THE TASK - Could you rewrite everything from the start of the data down to the line containing "93L168 93L168 84L167", changing "german shepherd dog" to "border collie" and keeping all else the same? Leave the pictures out of your answer.

[start]

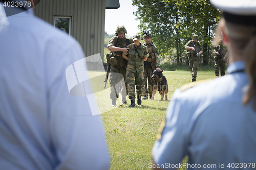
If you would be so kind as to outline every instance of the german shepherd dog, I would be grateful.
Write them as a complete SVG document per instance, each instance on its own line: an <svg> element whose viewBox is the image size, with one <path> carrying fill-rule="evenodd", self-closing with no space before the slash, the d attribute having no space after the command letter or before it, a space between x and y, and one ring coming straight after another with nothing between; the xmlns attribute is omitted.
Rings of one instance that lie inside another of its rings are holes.
<svg viewBox="0 0 256 170"><path fill-rule="evenodd" d="M167 93L168 93L168 84L167 80L164 76L163 76L163 70L159 71L155 70L152 74L151 81L154 84L153 92L151 100L154 100L154 96L157 92L157 90L159 92L161 98L160 101L163 100L163 96L165 95L165 100L167 101Z"/></svg>

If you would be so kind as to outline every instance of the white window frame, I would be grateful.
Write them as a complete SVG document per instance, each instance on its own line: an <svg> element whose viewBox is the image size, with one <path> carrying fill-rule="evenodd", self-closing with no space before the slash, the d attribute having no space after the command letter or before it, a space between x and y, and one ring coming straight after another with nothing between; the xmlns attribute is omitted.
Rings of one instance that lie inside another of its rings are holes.
<svg viewBox="0 0 256 170"><path fill-rule="evenodd" d="M56 28L56 18L69 18L69 34L70 36L71 35L71 22L72 22L72 17L68 16L54 16L54 28Z"/></svg>

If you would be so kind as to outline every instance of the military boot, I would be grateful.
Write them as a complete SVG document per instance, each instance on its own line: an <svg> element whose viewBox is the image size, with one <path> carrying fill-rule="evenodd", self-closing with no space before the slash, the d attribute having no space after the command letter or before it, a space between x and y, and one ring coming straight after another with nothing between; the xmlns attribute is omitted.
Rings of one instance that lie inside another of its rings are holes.
<svg viewBox="0 0 256 170"><path fill-rule="evenodd" d="M137 101L137 103L138 104L138 105L141 105L142 102L141 102L141 98L140 96L137 95L137 98L138 99L138 100Z"/></svg>
<svg viewBox="0 0 256 170"><path fill-rule="evenodd" d="M131 100L131 105L130 105L129 107L135 107L135 100L134 99Z"/></svg>
<svg viewBox="0 0 256 170"><path fill-rule="evenodd" d="M127 104L126 96L122 98L122 103L125 105Z"/></svg>
<svg viewBox="0 0 256 170"><path fill-rule="evenodd" d="M142 100L147 100L147 95L144 95L142 98Z"/></svg>
<svg viewBox="0 0 256 170"><path fill-rule="evenodd" d="M116 100L115 99L112 99L112 104L111 105L111 106L112 107L115 107L116 105Z"/></svg>

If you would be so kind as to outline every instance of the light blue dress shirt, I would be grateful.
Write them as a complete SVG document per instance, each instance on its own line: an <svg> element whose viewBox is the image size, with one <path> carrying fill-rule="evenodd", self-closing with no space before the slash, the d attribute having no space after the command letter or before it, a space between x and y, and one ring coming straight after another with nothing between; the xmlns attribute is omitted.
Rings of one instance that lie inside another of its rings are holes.
<svg viewBox="0 0 256 170"><path fill-rule="evenodd" d="M101 117L67 86L79 43L31 10L3 12L0 3L0 169L109 169Z"/></svg>
<svg viewBox="0 0 256 170"><path fill-rule="evenodd" d="M243 62L236 62L229 65L227 75L175 91L161 138L153 149L156 164L172 169L187 154L188 169L216 169L224 165L227 169L238 164L242 169L250 164L255 169L256 112L252 101L242 103L248 83L244 69Z"/></svg>

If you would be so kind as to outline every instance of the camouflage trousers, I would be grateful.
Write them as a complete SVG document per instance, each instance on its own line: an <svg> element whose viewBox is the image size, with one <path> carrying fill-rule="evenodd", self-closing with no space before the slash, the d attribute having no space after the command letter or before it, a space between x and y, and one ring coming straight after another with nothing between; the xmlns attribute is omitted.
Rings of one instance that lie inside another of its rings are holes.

[end]

SOLUTION FOR THIS TASK -
If you would be so kind as to outline every instance of the border collie, I would be grateful.
Write them as a complete SVG document per instance, each instance on its own line: an <svg> element whose viewBox is the image size, with one <path> carrying fill-rule="evenodd", self-closing with no space before the slash, the d attribute having no space after the command letter or before it, a space between x and y, and one ring coming straight after another with nothing between; the xmlns attribute is omitted.
Rings of one instance that lie inside another of its rings are holes.
<svg viewBox="0 0 256 170"><path fill-rule="evenodd" d="M167 93L168 93L168 84L167 80L164 76L163 76L163 70L159 71L155 70L152 74L151 81L154 84L153 92L151 100L154 100L154 96L157 92L157 90L159 92L161 98L160 101L163 100L163 96L165 95L165 100L167 101Z"/></svg>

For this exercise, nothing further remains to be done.